* **TEXT PROVIDED**:
______________________________

At least 16 people, including 13 police conscripts, were injured in a bomb blast in the Egyptian Nile Delta city of Tanta in the vicinity of a police training centre, the interior ministry said on Saturday.
"The bomb was planted in a motorcycle parked near the centre and the area has been cordoned off and is being combed by security forces," the ministry said in a statement.
A health ministry official in Tanta said all the injured are receiving treatment in hospital, including three civilians.
Five of the injured are in critical condition.
Militant group Lewaa Al-Thawra has claimed responsibility for the attack in an online statement, claiming on Twitter that the bombing resulted in "dozens of deaths and injuries, and the safe withdrawal of our fighters after accomplishing the operation."

______________________________

* **DATA FOR ANALYSIS**:
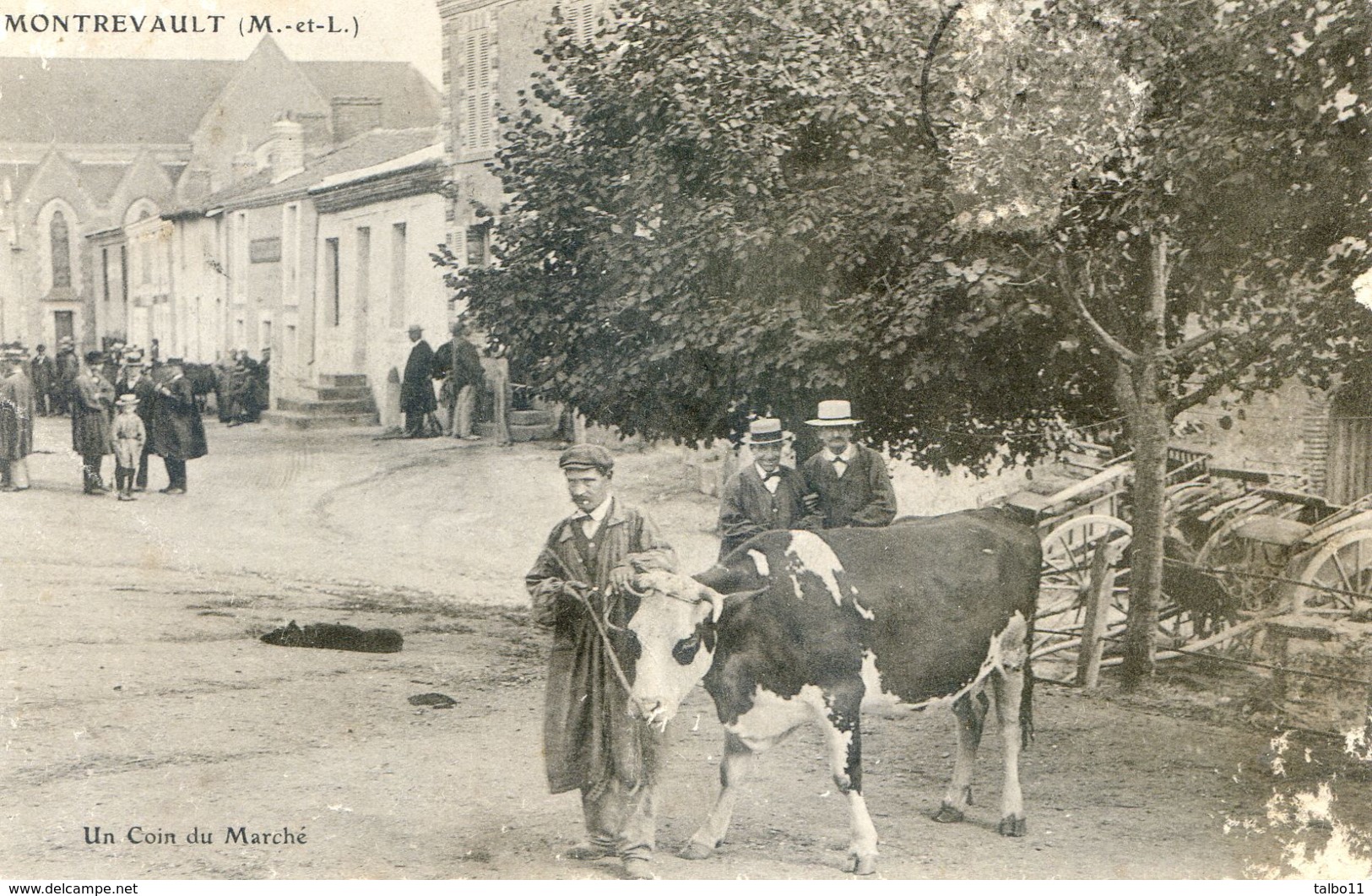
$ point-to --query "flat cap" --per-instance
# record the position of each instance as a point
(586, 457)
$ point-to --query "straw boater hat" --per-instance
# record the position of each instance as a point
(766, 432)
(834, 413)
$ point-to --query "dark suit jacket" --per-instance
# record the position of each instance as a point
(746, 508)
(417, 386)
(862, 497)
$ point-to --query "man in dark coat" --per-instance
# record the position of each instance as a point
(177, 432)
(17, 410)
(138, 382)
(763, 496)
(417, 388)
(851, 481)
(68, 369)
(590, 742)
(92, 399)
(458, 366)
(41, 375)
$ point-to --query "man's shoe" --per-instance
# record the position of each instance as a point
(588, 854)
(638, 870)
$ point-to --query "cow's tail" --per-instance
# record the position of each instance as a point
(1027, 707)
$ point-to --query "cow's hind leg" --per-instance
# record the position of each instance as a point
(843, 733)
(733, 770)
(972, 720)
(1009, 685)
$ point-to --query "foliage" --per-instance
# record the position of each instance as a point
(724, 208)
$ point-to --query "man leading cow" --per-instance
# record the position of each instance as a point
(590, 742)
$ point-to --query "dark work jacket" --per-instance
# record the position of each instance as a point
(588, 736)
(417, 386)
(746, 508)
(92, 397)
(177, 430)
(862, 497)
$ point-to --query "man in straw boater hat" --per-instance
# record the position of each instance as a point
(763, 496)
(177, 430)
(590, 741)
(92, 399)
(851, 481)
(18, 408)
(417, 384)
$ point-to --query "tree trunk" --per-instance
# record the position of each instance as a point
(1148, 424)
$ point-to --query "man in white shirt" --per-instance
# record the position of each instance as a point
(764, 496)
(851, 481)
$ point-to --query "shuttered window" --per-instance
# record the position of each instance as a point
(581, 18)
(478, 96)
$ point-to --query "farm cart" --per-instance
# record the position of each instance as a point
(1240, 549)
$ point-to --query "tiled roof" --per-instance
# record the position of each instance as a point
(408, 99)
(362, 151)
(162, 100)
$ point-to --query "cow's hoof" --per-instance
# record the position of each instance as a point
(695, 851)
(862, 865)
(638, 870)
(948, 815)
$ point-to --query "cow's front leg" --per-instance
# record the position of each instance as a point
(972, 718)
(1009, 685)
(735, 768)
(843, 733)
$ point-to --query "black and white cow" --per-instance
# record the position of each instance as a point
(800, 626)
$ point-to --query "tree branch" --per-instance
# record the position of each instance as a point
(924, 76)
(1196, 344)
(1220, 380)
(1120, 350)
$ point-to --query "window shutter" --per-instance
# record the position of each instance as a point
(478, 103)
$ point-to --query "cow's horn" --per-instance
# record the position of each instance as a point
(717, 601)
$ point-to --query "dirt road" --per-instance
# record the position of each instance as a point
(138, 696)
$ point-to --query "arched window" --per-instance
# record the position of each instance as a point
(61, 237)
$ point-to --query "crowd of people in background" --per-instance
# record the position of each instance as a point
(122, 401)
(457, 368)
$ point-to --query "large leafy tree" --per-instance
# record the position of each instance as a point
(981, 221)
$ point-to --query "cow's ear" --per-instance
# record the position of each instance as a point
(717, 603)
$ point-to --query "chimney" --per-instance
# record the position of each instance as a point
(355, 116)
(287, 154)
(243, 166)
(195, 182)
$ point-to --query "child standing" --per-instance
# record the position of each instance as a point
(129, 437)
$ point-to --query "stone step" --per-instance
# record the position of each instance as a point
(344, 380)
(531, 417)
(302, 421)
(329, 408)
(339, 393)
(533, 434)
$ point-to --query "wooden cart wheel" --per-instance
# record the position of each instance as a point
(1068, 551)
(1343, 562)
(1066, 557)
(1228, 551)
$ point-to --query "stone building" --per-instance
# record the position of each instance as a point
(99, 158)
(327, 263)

______________________________

* **WHAT THIS EXERCISE ASKS**:
1. From the report on the Tanta bombing, extract the passage starting with "At least 16" and going on through "said on Saturday.".
2. In one to three sentences, explain how the bomb described in the report on the Tanta bombing came to go off near the police training centre.
3. Continue the report on the Tanta bombing from where it stops.

* **ANSWERS TO THE PROBLEMS**:
1.
At least 16 people, including 13 police conscripts, were injured in a bomb blast in the Egyptian Nile Delta city of Tanta in the vicinity of a police training centre, the interior ministry said on Saturday.

2. The interior ministry said the bomb had been planted in a motorcycle parked near the centre. The blast therefore happened in the centre's vicinity.

3.
Lewaa Al-Thawra has claimed responsibility for several attacks on security forces in recent months.
The group said it had murdered a high-ranking army officer in Dahshur, south of Cairo, in October 2016 and claimed responsibility for an attack on a security checkpoint in Menoufiya governorate, where two policemen were killed and five were injured, two months earlier.
Egypt has been battling an entrenched Islamist insurgency for several years in North Sinai, with hundreds of security forces killed in militant attacks.
Militant attacks have also been carried out in Cairo and other governorates.